[Excerpts from point annotation data]
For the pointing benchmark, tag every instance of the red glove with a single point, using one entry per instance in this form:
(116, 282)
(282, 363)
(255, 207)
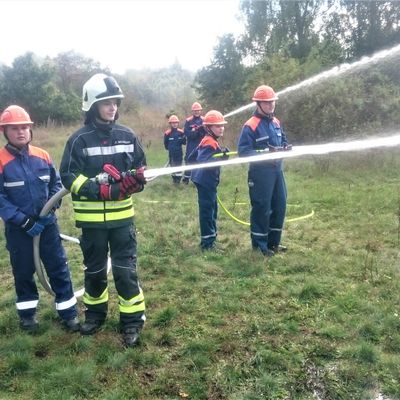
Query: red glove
(110, 192)
(139, 175)
(130, 184)
(112, 171)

* What the task requires *
Write out all of the data above word for word, leaving out the pictures.

* Expected output *
For the pointing benchmark, tag every instance of the red glove with a single point, using one entry per instance in this form:
(116, 282)
(282, 363)
(255, 207)
Query: red glove
(110, 192)
(139, 175)
(130, 184)
(112, 171)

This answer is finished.